Problem details. Repeat each line of the records below exactly.

Extracted data entries.
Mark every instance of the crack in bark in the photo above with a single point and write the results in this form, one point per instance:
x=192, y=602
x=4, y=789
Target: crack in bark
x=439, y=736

Answer.
Mark every instance of the crack in bark in the photo above with a single point and write the results in this form, one point per instance:
x=192, y=602
x=4, y=789
Target: crack in bark
x=439, y=736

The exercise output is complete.